Some records:

** start **

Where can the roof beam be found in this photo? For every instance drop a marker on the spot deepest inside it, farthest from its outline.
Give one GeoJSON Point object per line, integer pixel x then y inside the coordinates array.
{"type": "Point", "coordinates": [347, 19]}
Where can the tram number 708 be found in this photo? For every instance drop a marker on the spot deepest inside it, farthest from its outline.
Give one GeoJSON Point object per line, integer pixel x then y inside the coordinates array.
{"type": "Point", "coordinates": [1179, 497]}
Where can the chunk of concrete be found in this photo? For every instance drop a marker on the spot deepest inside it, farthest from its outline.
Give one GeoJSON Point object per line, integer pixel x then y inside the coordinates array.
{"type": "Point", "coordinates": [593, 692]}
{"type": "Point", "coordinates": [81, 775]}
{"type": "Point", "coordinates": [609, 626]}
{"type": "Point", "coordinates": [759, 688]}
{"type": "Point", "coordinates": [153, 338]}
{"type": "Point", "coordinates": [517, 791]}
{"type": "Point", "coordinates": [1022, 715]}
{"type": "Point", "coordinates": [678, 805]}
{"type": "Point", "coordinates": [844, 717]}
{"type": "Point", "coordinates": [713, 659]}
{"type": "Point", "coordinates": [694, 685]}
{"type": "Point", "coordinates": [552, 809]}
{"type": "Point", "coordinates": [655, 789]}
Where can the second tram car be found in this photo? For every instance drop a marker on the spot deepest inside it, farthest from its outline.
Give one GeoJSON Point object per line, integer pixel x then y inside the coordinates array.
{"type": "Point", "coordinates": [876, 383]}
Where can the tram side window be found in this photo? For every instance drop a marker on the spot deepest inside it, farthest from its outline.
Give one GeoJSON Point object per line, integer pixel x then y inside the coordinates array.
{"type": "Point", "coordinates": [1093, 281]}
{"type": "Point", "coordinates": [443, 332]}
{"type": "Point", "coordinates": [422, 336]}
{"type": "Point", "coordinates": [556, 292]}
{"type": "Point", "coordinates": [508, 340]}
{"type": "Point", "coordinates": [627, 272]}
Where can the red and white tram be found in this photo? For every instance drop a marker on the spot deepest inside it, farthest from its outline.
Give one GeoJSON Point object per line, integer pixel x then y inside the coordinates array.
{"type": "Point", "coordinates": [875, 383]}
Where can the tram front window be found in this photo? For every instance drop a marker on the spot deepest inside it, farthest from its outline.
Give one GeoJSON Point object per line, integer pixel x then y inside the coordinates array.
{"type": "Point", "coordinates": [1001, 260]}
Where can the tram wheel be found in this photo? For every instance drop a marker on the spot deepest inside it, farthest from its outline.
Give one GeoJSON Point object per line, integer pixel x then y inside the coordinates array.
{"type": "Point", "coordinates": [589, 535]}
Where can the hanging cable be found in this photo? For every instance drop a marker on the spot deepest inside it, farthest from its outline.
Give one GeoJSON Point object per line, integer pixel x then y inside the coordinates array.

** end **

## The exercise
From the records above, extract each line exactly as shown.

## Written answer
Where can the roof beam be found in this photo? For every instance drop a marker on the spot deepest inside it, farthest from its outline.
Give one GeoJSON Point object per line, integer pixel x then y inside the coordinates array.
{"type": "Point", "coordinates": [347, 19]}
Where can the tram number 708 be found in this photo? For every instance drop a marker on the spot deepest inside it, farthest from its outline.
Give one GeoJSON Point object per line, integer pixel x then y inside the coordinates array.
{"type": "Point", "coordinates": [1179, 497]}
Where can the chunk of concrete be found in this photo? For every instance drop a marker on the spot deepest inside it, farthest from its outline.
Give one GeoJSON Point object per line, integer pixel x then y inside the coordinates array.
{"type": "Point", "coordinates": [593, 692]}
{"type": "Point", "coordinates": [81, 775]}
{"type": "Point", "coordinates": [609, 626]}
{"type": "Point", "coordinates": [759, 688]}
{"type": "Point", "coordinates": [153, 338]}
{"type": "Point", "coordinates": [517, 791]}
{"type": "Point", "coordinates": [1022, 715]}
{"type": "Point", "coordinates": [678, 805]}
{"type": "Point", "coordinates": [844, 717]}
{"type": "Point", "coordinates": [713, 659]}
{"type": "Point", "coordinates": [694, 685]}
{"type": "Point", "coordinates": [552, 809]}
{"type": "Point", "coordinates": [655, 789]}
Where can the second tram car be found in this photo? For every instance drop a marker on the spot deepest inside it, farthest from its outline.
Give one GeoJSON Point object per line, integer pixel x then y inside the coordinates array.
{"type": "Point", "coordinates": [876, 383]}
Where can the tram side window be found in this photo? For every instance drop a marker on the spot deepest inside it, farthest from its outline.
Give one GeoJSON Point object per line, integer pixel x then y inside the coordinates array.
{"type": "Point", "coordinates": [1093, 281]}
{"type": "Point", "coordinates": [443, 332]}
{"type": "Point", "coordinates": [422, 336]}
{"type": "Point", "coordinates": [556, 292]}
{"type": "Point", "coordinates": [508, 340]}
{"type": "Point", "coordinates": [627, 272]}
Where can the red and white tram be found in this photo? For every instance drop a marker on the spot deepest inside it, farthest from its outline.
Give one GeoJSON Point object per line, integer pixel x then y inside the coordinates array.
{"type": "Point", "coordinates": [875, 383]}
Where can the tram front window be found in this photo? For every instance drop a marker on the spot deepest inside it, farthest from its outline.
Give one GeoJSON Point object per line, integer pixel x then y inside the coordinates array.
{"type": "Point", "coordinates": [1001, 260]}
Where can the tram wheel be found in this photo? For every instance drop a marker on the spot deepest inside it, farthest from its outline.
Give one GeoJSON Point object per line, integer pixel x then y inside the coordinates array.
{"type": "Point", "coordinates": [589, 535]}
Where can the hanging cable be found in this photo? For every instance drop a marker on the spot deepest inside it, farthest from its outline.
Give one GeoJSON Point object per line, integer pixel x then y inside the coordinates array.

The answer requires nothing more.